# Start of Records for this task

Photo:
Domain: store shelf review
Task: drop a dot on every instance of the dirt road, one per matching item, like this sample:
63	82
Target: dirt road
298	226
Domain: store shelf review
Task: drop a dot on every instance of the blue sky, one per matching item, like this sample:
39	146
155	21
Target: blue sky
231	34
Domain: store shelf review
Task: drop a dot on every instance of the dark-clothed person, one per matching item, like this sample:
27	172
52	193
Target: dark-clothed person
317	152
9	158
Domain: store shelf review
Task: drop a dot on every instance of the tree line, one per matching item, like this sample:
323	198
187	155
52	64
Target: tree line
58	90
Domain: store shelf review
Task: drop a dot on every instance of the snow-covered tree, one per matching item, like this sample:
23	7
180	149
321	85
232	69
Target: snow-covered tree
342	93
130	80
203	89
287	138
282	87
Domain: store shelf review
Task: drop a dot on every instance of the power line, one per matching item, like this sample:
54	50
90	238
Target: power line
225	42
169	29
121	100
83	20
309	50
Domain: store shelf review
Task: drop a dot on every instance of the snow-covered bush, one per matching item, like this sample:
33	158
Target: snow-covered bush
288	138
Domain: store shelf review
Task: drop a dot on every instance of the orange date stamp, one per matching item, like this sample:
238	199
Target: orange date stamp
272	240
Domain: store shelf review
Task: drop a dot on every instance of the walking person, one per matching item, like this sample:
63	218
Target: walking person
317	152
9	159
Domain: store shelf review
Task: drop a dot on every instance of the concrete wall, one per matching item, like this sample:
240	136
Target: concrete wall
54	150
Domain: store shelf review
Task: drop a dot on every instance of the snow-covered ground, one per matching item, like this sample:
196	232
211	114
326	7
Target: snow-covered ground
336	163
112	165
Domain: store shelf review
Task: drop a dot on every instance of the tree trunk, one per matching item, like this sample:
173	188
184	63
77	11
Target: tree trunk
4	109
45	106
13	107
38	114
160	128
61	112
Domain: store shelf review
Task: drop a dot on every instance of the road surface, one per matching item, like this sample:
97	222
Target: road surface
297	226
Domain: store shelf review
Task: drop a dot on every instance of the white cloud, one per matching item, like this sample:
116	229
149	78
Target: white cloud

# End of Records for this task

Write out every line of the records exactly.

**Task result:**
Photo:
Domain: store shelf review
Task: drop a dot on every instance of the dirt road, one per matching item, like this sample:
63	82
Target: dirt road
298	226
Domain: store shelf review
Task: drop a dot on every instance of the blue sky, one per matching item, like this sample:
39	146
155	21
Target: blue sky
231	34
Domain: store shelf review
Task: drop a dot on every instance of the dark-clothed person, one per matching item, like this sample:
27	172
52	193
Target: dark-clothed person
317	152
9	158
Domain: store shelf review
Task: drop a dot on every instance of the tree line, one per matching item, like this sample:
323	198
187	155
52	64
Target: tree line
58	90
Domain: store shelf review
Task: drop a dot on every instance of the snow-covered tree, one per matching item, like this sample:
23	7
180	149
321	85
232	69
Target: snow-covered tree
342	93
130	80
203	89
287	138
282	87
Domain: store shelf review
Task: drop a dot on every instance of the power line, one per matching item, like this sample:
54	50
90	238
Target: power line
225	42
169	29
121	100
83	20
309	50
Domain: store shelf review
Task: drop a dot on every instance of the snow-covered bush, one per matching item, like this sample:
33	158
Target: snow-covered bush
288	138
Domain: store shelf review
Task: drop a dot on every instance of the orange date stamp, one per matching item, like this sample:
238	199
Target: orange date stamp
272	240
Domain: store shelf review
Task: drop a dot on every instance of the walking person, one per matching item, like this sample:
63	218
Target: walking person
317	152
9	159
Domain: store shelf review
Task: drop a dot on every instance of the concrete wall, one per matching item, like this sample:
240	136
Target: concrete wall
54	150
Domain: store shelf review
Task: drop a dot on every instance of the snow-covered ground, one per matching item, like this sample:
196	232
211	114
326	7
Target: snow-covered ground
336	163
112	165
Domain: store shelf review
Task: drop a dot on every instance of the tree trunk, one per matching item, like this sample:
173	188
184	63
77	11
Target: tree trunk
4	109
45	106
13	107
38	114
160	128
61	112
Domain: store shelf review
Task: drop a dot on every instance of the road surface, one per matching item, like this sample:
97	222
Target: road surface
297	226
Domain: store shelf review
Task: drop a dot on every instance of the white cloud, one per matching item, like this sample:
116	229
149	78
Target: white cloud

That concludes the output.